--- MATERIAL TO PROCESS Enclosed Below ---

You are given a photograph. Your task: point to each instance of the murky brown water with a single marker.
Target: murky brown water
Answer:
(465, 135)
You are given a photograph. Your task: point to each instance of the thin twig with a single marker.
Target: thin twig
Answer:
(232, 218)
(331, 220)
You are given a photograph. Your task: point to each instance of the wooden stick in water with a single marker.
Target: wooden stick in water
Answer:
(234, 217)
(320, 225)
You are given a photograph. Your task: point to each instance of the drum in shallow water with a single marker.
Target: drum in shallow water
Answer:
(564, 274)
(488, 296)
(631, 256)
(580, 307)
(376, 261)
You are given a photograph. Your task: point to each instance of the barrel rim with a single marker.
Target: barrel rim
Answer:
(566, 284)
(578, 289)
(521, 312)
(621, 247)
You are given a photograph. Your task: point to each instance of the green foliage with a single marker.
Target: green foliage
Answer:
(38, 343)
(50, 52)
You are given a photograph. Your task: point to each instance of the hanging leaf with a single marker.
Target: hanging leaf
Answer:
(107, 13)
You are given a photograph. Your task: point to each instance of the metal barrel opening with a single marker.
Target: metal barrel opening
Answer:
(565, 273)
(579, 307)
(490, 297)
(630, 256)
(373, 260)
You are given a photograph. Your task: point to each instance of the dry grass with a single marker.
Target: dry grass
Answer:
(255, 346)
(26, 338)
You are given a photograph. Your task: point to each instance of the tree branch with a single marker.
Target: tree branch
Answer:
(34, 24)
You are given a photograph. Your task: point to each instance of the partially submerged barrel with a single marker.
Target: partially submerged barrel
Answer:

--- End of Enclosed MATERIAL TO PROCESS ---

WORK TO COMPLETE:
Read through the entries and count the lines where "branch" appears; respond with the number only.

EXERCISE ANSWER:
2